Name of the Committee

1

Audit Committee

2

Nomination and Remuneration Committee

3

Stakeholder Relationship committee

4

Corporate Social Responsibility Committee

AUDIT COMMITTEE RECOMMENDATIONS

During the year, the recommendations of Audit Committee, if any
were accepted by the Board of Directors.

NOMINATION AND REMUNERATION POLICY

The Company has formulated and adopted the Nomination and
Remuneration Policy in accordance with the provisions of the
Companies Act, 2013 read with the Rules framed thereunder
and the SEBI (Listing Obligations and Disclosure Requirements)
Regulations, 2015.

The Nomination and Remuneration Committee has formulated
the criteria for appointment of Executive, Non-Executive and
Independent Directors on the Board of Directors of the Company
and persons in the Senior Management of the Company,
their remuneration including determination of qualifications,
positive attributes, independence of directors and other
matters as provided under sub-section (3) of Section 178 of the
Companies Act, 2013 (including any statutory modification(s) or
re-enactment(s) thereof for the time being in force).

The salient aspects covered in the Remuneration policy have been
outlined in the corporate governance report which forms part of
this report.

Goals -
A. Transcribe the passage on board committees word for word, starting at "AUDIT COMMITTEE RECOMMENDATIONS" and ending at "Regulations, 2015.".
B. Answer these questions using the passage on board committees:
(i) Who accepted the recommendations of the Audit Committee during the year?
(ii) Which section and sub-section of the Companies Act, 2013 governs the criteria formulated by the Nomination and Remuneration Committee?
(iii) In which report are the salient aspects of the Remuneration policy outlined?

Recorded information -
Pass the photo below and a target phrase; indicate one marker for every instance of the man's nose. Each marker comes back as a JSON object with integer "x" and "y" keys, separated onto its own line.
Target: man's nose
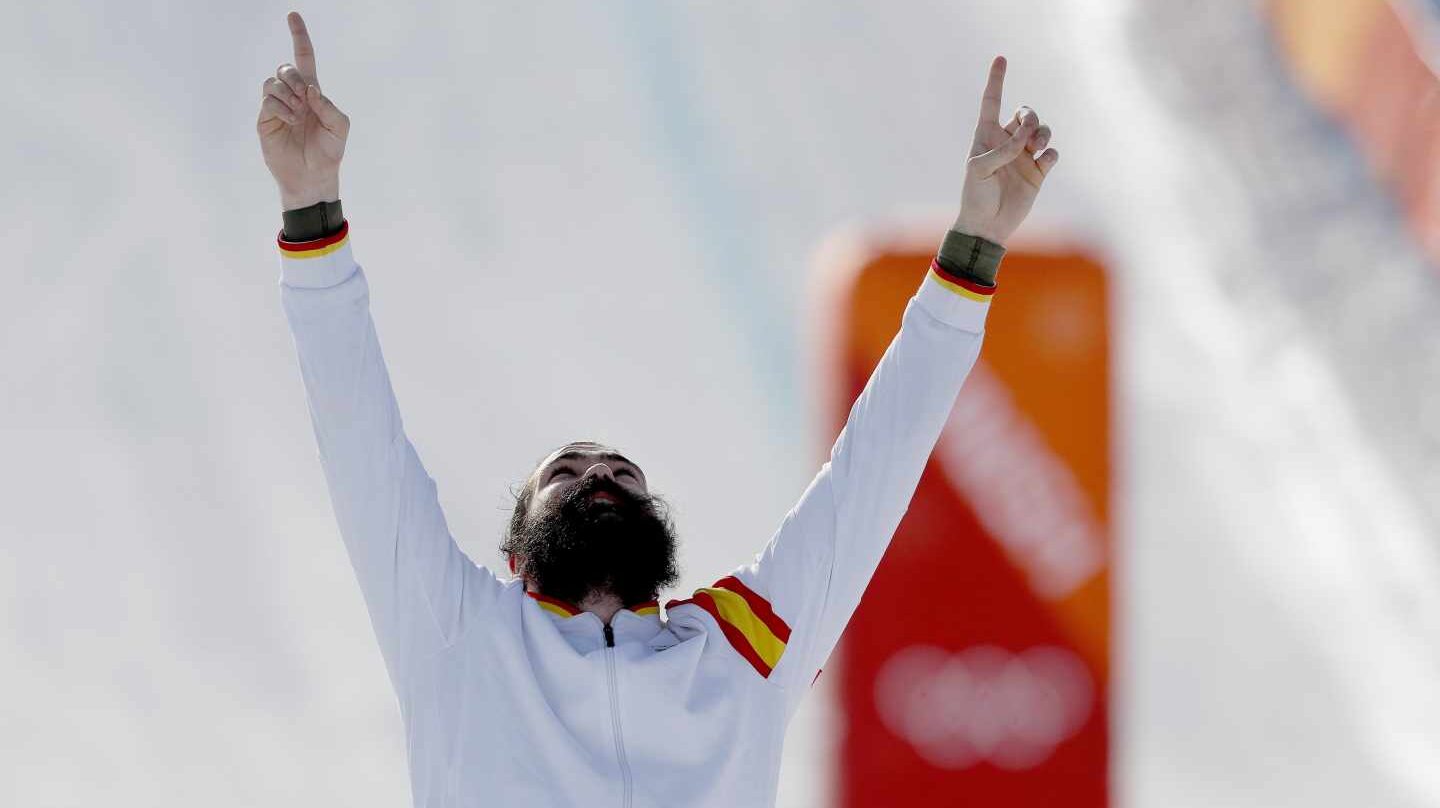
{"x": 602, "y": 471}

Responses to the tasks -
A.
AUDIT COMMITTEE RECOMMENDATIONS

During the year, the recommendations of Audit Committee, if any
were accepted by the Board of Directors.

NOMINATION AND REMUNERATION POLICY

The Company has formulated and adopted the Nomination and
Remuneration Policy in accordance with the provisions of the
Companies Act, 2013 read with the Rules framed thereunder
and the SEBI (Listing Obligations and Disclosure Requirements)
Regulations, 2015.

B.
(i) The Board of Directors.
(ii) Sub-section (3) of Section 178.
(iii) The corporate governance report, which forms part of this report.